- _Work instruction_
When you write the records again, keep every line exactly as it was.
※
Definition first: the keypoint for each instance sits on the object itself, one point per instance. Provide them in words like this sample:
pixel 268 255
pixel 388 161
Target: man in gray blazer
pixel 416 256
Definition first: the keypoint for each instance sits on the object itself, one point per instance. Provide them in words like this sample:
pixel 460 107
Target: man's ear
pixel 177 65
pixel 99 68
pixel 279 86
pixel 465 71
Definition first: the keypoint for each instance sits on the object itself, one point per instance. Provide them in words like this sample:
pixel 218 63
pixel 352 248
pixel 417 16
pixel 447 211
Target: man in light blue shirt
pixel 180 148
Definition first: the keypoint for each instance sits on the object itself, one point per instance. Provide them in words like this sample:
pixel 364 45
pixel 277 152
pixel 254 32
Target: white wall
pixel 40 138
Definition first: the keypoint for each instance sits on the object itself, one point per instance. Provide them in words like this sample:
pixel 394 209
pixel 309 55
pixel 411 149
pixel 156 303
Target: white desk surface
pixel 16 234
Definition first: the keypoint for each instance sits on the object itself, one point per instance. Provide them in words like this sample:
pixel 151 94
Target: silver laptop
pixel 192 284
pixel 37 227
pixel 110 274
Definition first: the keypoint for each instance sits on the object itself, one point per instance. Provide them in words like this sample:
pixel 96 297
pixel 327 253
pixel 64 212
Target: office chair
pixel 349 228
※
- _Response area_
Definition first: the keypoint for each instance sits on the object itself, one point per instance. Provide them in words like this sample:
pixel 268 255
pixel 388 161
Target: man in gray blazer
pixel 416 256
Definition first: the keypoint for each instance sits on the object itself, one point per instance. Provide them in words like this sample:
pixel 460 107
Target: man's ear
pixel 177 65
pixel 99 68
pixel 279 86
pixel 465 71
Definition first: the keypoint for each instance sits on the object itself, one point per instance. Provide them in words like this sample:
pixel 218 63
pixel 352 248
pixel 417 16
pixel 447 211
Target: man in light blue shirt
pixel 180 148
Definition first: the keypoint for each instance sits on the object itself, one point per instance. Provide them in words like this sample:
pixel 364 45
pixel 277 152
pixel 254 32
Target: white wall
pixel 40 138
Definition first: the keypoint for each instance sits on the object itself, one point per instance. Provide them in words like this sample:
pixel 394 209
pixel 309 55
pixel 411 149
pixel 156 303
Target: white desk surface
pixel 16 234
Definition first: the keypoint for each instance sits on the object itself, one point per instance. Provide them in words like this sample:
pixel 151 94
Target: silver laptop
pixel 192 284
pixel 37 227
pixel 110 274
Definition first: the keypoint for each instance sits on the object itself, one point per instance. Provide them in words like this sample:
pixel 96 297
pixel 327 253
pixel 64 212
Target: office chair
pixel 349 228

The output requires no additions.